> Passage shown
Troubleshooting & Ops Integration

Validation errors should log to syslog.

Need in-UI timestamps to correlate with logs.

Planning & Capacity

Capacity & cost planning from Ops should carry into the migration plan.

Prefer integration with vR Ops and vRNI for diagnostics & planning.

Users expect to start migration from the familiar inventory view.

High value redesigns, shipped end-to-end.

Global visibility at the landing page

Contextualizing the global scope. The legacy planning tool forced users to start from a blind list view. I redesigned the landing experience into a data-rich dashboard, providing immediate cross-plan metrics — such as completed vs. failed waves — before the user even initiates a new migration plan.

Legacy blind-list landing page Data-rich dashboard with cross-plan metrics

Persistent context during execution

Persistent summary widget. During research, users reported limited visibility into the plan's capacity once they were deep inside the migration workflow. In direct response, I designed a sticky, collapsible summary widget that persists across every step of plan creation — ensuring operators always have real-time visibility into allocated resources without losing their place.

Dataset records:
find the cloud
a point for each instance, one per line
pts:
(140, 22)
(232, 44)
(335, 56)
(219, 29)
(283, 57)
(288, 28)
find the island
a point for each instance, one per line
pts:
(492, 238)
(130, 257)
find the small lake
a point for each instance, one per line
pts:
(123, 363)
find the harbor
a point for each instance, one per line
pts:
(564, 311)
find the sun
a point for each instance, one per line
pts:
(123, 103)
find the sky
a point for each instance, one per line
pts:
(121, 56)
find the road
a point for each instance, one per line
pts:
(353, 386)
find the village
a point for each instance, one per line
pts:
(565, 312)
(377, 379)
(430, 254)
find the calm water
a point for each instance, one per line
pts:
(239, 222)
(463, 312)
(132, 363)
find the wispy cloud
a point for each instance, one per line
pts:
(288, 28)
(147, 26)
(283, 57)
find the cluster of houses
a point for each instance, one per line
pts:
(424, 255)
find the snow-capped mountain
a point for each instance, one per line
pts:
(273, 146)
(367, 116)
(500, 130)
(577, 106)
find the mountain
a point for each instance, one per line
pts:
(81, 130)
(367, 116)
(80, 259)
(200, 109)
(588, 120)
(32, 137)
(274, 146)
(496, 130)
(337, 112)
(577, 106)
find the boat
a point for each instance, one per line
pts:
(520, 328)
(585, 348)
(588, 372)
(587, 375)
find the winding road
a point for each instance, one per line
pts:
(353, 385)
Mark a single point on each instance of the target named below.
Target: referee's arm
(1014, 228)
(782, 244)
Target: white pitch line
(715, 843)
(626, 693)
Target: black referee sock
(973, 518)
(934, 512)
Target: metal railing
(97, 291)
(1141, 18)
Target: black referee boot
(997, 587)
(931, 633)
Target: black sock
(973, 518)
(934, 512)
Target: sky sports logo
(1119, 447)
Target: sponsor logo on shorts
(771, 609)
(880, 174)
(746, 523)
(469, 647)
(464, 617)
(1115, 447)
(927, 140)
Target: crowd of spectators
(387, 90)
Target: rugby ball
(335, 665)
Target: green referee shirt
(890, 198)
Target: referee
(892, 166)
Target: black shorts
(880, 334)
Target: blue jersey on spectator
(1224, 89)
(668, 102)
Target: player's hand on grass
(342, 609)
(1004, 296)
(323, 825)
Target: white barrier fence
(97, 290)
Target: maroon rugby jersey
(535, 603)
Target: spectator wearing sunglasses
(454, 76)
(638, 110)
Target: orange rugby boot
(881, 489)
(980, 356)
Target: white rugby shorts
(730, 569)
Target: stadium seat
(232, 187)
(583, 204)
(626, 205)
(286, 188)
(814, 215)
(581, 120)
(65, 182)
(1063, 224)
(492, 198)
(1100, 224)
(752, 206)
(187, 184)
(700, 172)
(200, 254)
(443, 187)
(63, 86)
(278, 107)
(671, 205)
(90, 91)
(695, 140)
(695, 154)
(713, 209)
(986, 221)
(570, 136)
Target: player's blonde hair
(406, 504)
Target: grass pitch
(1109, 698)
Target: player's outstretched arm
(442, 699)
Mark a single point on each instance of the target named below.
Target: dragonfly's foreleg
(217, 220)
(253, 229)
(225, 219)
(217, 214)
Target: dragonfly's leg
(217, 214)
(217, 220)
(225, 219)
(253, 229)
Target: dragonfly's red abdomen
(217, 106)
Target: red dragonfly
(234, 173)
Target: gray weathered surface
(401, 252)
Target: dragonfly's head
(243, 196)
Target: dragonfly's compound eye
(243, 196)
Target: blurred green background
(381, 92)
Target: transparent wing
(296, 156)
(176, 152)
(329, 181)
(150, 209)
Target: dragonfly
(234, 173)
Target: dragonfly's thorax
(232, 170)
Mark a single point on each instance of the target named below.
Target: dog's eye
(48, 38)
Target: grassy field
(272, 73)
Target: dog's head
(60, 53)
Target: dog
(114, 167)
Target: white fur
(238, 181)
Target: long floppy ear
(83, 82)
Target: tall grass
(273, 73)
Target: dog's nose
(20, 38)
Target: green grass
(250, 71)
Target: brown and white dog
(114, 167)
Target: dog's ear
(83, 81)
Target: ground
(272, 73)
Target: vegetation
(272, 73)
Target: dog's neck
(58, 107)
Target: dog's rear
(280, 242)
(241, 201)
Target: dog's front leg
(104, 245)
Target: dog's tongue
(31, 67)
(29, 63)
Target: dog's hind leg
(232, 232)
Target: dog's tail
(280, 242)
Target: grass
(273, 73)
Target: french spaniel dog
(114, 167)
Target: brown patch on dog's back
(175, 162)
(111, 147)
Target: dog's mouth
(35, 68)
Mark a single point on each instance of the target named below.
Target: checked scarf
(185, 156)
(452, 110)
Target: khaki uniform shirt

> Assignment 1
Quote the passage on the migration tool redesign from "Persistent context during" up to and including "losing their place.".
> Assignment 2
Check each statement against the passage on the migration tool redesign: (a) the legacy planning tool had users begin from a list view; (b) the summary widget appears only on the first step of plan creation; (c) users expect to start migration from the inventory view. Answer yes or no for each, quoting the words that decide it.
> Assignment 3
Proceed with the passage on the migration tool redesign from where it stops.
These dataset records are separate from the passage on the migration tool redesign.

> Exercise output 1
Persistent context during execution

Persistent summary widget. During research, users reported limited visibility into the plan's capacity once they were deep inside the migration workflow. In direct response, I designed a sticky, collapsible summary widget that persists across every step of plan creation — ensuring operators always have real-time visibility into allocated resources without losing their place.

> Exercise output 2
(a) Yes: "The legacy planning tool forced users to start from a blind list view."
(b) No: "persists across every step of plan creation"
(c) Yes: "Users expect to start migration from the familiar inventory view."

> Exercise output 3
Workflow without persistent summary widget Workflow with sticky, collapsible summary widget

Automating the tedious and error-prone

Building migration waves manually was highly tedious and error-prone. We introduced an automated workflow that analyzes network dependencies to instantly generate optimal migration waves and mobility groups — drastically reducing time-to-value while preserving the operator's ability to review and override the system's logic.

Before After Manual wave construction
Auto-generated waves with review controls
— Drag to compare —

Modernizing legacy execution workflows

The legacy HCX execution flow buried critical settings under complex, nested interactions. When engineering decided to modernize the architecture, I redesigned the UI into a clear, linear progression — utilizing scalable inventory tables and global network destination assignments. This removed immediate friction and structurally prepared the interface for its eventual native integration into the Ops UI.

Before After Legacy HCX execution UI with nested interactions
Modernized linear HCX flow with global assignments
— Drag to compare —

A unified "single pane of glass" for the next horizon.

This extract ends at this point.